In the profile of M’Balia Camara below, on what date did she die?

Selected extract:
----
Guinean national political independence martyr, women’s rights activist, and national heroine of the Democratic Party of Guinea, M’Balia Camara was born in 1929 in the village of Posséya, Guinea, near Gonga Khimbéli and Yenguissa. Despite humble beginnings, she refused to allow herself to be limited and restricted to domestic activities. Instead, she joined and campaigned with anti-colonialist activists calling for France to grant independence to Guinea. Initially she represented the local women’s committee of Tondon-Labayah, an anti-colonialist group.

During the 1950s, Camara joined the Guinean branch of the Rassemblement Démocratique Africain (RDA), the political party calling for the independence of Guinea. She led the local RDA women’s committee in Conakry, the capital city, where she called on Guinean women to abandon traditional habits and symbols reflecting colonialism and to replace them with the values of the people of an independent Guinea. M’Balia’s husband, Thierno Camara, was a politically conscious military veteran.

In 1955, Local Chief Almamy David Sylla, who opposed the actions of the RDA, especially their protesting against French rule, French-supported rigged elections, and the imposition of taxes on the local people, came to the village of Bembaya to collect taxes. When local people reminded him that he had already collected their taxes earlier, he ordered colonial troops to use force to collect the taxes again. When violence broke out, Sylla illegally entered the Camaras’ home, believing she was leading the local resistance. With a sharped saber in his hand, Sylla confronted M’Balia Camara, who was eight months pregnant, and thrust the saber into her stomach. Friends rushed the profusely bleeding Camara immediately to a hospital in Conakry. Upon their arrival, the baby was stillborn on February 11, 1955. One week later, On February 18, 1955, M’Balia Camara also died from a loss of blood caused by Sylla’s saber. She was 26.
----
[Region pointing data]
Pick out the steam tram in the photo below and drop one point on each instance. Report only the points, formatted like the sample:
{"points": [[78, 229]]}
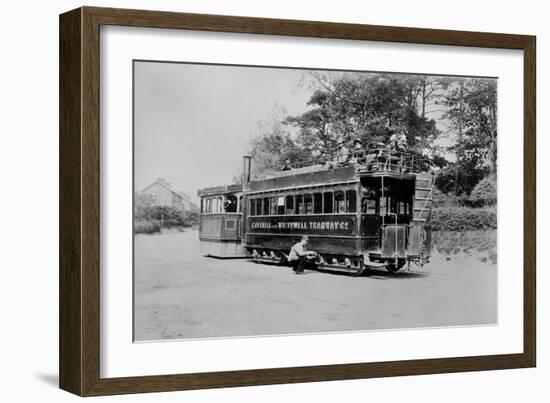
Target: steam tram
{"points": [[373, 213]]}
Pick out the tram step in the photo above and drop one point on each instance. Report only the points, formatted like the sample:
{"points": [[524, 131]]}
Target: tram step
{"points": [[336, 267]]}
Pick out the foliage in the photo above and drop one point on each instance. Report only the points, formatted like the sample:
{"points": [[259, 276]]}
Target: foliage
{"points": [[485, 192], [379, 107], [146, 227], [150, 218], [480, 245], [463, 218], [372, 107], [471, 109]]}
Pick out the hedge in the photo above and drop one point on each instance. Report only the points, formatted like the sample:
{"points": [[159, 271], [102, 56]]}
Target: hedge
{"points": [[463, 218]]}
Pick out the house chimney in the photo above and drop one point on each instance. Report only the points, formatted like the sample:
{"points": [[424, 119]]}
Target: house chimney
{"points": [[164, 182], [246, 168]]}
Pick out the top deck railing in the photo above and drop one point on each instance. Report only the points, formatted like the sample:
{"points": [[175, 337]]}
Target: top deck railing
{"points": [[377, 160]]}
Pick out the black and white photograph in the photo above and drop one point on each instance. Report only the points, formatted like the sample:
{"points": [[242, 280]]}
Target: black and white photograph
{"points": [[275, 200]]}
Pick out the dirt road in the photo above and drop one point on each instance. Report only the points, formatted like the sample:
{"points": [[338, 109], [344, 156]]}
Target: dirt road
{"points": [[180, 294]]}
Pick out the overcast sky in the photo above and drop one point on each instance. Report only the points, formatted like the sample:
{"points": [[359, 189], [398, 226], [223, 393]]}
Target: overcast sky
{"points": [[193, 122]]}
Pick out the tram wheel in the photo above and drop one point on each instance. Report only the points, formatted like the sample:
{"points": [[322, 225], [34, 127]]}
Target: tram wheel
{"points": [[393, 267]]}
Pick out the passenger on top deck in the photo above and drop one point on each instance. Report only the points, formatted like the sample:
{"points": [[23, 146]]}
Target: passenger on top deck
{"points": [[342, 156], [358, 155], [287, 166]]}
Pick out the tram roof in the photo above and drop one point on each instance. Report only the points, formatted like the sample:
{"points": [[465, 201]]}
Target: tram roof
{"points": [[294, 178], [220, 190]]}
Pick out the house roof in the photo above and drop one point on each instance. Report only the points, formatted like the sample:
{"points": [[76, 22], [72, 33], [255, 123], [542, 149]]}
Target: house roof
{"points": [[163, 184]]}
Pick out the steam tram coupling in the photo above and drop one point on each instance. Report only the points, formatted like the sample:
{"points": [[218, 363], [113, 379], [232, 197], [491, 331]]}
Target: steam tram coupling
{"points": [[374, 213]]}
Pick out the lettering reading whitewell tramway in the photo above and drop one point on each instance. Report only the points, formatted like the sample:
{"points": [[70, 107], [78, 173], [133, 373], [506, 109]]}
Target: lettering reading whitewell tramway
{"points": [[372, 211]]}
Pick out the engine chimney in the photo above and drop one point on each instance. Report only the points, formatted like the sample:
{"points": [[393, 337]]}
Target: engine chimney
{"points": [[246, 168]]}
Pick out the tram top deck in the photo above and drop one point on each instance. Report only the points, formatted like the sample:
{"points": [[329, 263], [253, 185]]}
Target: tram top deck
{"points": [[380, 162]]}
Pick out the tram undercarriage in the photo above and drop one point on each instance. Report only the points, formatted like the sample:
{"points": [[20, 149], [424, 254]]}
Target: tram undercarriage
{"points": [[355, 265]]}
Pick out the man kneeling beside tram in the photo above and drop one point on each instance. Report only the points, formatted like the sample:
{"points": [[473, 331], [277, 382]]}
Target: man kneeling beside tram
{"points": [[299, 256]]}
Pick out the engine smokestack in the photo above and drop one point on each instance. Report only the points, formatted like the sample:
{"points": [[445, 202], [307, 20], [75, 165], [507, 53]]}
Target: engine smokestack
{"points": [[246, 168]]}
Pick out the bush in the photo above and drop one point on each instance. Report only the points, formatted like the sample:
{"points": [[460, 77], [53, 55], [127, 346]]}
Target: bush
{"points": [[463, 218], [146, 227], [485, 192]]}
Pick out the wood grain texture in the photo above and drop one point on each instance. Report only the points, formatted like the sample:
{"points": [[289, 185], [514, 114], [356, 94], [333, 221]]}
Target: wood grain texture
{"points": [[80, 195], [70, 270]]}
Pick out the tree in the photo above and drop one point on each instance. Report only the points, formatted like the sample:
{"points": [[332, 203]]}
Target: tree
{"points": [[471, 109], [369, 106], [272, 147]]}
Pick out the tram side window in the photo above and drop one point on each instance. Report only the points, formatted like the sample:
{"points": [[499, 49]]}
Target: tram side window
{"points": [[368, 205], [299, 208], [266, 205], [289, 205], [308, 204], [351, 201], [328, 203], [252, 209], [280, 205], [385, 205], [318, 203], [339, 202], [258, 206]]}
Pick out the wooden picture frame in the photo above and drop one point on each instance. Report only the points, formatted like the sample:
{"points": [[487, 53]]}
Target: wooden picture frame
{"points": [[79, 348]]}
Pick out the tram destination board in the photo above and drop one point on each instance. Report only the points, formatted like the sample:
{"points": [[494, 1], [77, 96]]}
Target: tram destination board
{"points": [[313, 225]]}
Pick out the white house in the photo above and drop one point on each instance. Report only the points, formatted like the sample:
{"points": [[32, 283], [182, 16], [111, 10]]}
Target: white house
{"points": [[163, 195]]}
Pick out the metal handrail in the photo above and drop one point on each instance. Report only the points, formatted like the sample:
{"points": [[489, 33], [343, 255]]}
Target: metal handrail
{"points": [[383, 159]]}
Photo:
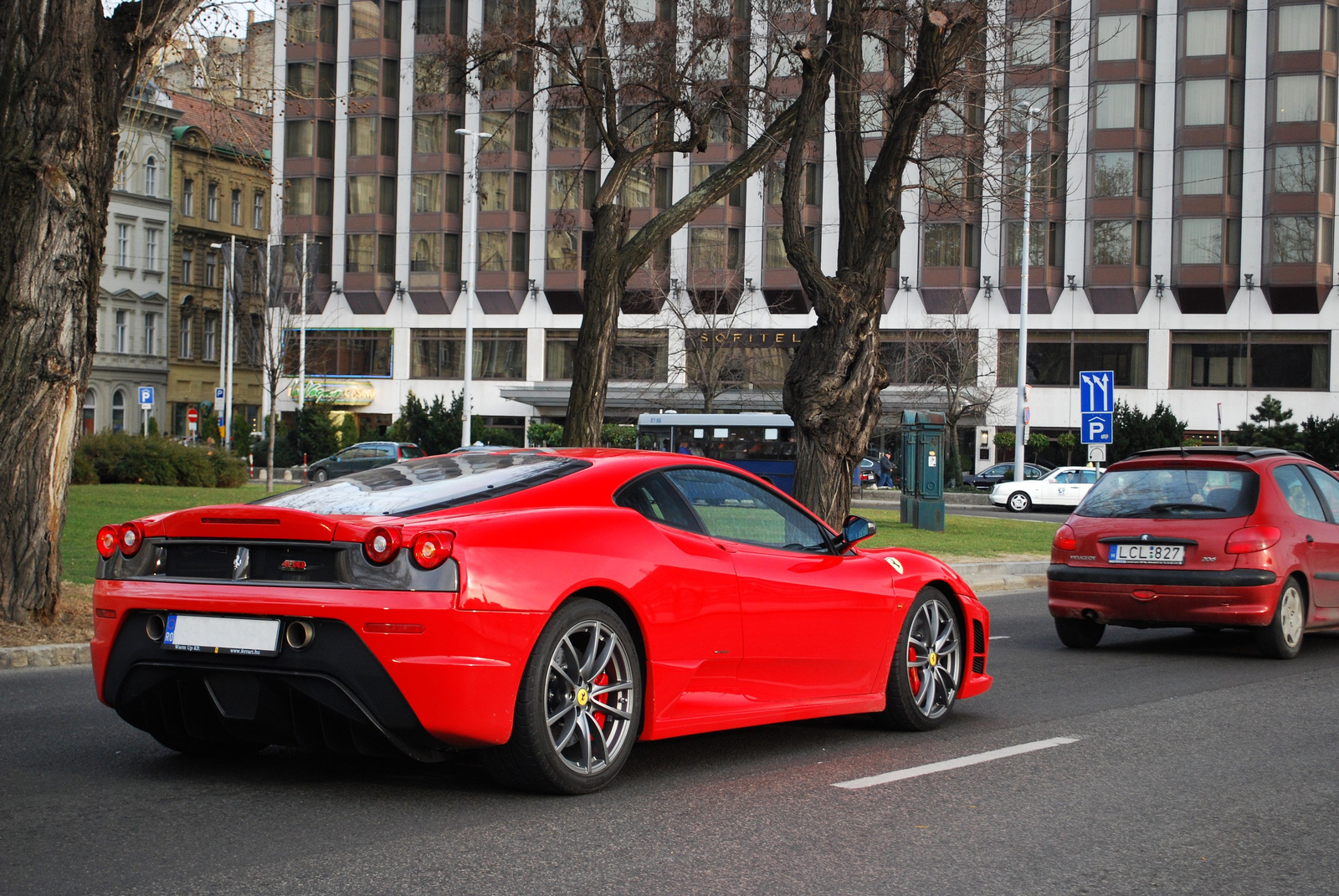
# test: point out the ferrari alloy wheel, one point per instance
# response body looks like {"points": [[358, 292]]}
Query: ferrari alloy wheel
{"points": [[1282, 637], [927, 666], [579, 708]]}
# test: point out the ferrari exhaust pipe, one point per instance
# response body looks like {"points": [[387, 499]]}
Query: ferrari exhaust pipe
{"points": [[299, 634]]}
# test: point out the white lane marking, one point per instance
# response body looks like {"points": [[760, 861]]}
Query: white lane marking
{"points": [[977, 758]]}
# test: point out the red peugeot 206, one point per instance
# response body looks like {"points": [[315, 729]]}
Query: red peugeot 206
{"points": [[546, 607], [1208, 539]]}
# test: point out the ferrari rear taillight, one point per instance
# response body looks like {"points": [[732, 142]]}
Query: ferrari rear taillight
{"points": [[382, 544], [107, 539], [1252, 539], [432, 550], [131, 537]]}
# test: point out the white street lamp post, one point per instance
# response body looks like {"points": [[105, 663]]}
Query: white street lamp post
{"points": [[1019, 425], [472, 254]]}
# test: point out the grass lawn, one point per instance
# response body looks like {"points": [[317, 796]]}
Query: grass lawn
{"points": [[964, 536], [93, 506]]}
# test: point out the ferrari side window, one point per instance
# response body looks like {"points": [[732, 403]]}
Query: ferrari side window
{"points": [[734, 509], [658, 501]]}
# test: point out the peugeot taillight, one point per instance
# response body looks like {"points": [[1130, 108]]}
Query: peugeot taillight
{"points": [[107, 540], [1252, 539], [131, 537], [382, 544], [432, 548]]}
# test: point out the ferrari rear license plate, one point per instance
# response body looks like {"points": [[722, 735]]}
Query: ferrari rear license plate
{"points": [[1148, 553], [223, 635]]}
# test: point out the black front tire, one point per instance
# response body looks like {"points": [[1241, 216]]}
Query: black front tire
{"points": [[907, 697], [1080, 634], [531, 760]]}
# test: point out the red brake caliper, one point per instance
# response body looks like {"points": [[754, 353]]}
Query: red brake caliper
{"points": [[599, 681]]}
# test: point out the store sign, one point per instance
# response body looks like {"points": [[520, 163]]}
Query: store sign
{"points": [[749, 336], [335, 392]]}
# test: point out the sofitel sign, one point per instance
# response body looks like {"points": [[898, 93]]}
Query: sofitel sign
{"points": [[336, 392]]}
----
Reply:
February 18, 1955.